• Selected excerpt:
————
CHARLIE SEPULVEDA & the Turnaround/Songs for Nat: One of the prime movers of the Latin jazz renaissance fished you in. The Nat in the title has nothing to do with any of the Nats in jazz's back pages, it's his wife Natalia that gets the nod on who these songs are for. Still fresh after leading this crew for 25 years through 9 albums, the trumpeter remains most right on as a leader, player and writer. A solid set throughout, it's accessible enough for gringos and a full throttle treat for every one. Well done.
(High Note 7316)
HOUSTON PERSON & RON CARTER/Remember Love: These old school cats are facing off fro their 6th duet in 25 years and do they ever show how to get the job done. Sax, bass good vibes and chops to spare make this deceptively simple set a must. Seeming like up market dinner music at first blush, if you wandered into a boite and heard this playing, you'd never leave. Old school all the way but with never a false note from either of their axes, this is the kind of stuff that made you a music fan in the first place. Elegance in motion, this is an uncut dose of the real deal.
(High Note 7315)
————
[Excerpts of location labeling data]
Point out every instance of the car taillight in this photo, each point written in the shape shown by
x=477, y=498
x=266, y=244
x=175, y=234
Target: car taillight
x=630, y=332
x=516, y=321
————
• To be done:
In the album reviews above, condense the paragraph starting "CHARLIE SEPULVEDA & the Turnaround/Songs for Nat" into a short bulleted list of its main points.

• Right answer:
- Trumpeter Charlie Sepulveda is one of the prime movers of the Latin jazz renaissance.
- The "Nat" in the title is his wife Natalia, not any of the Nats from jazz history.
- After leading this group for 25 years and 9 albums, he is still fresh as a leader, player and writer.
- The set is solid throughout. It is accessible enough for gringos and a full-throttle treat for everyone.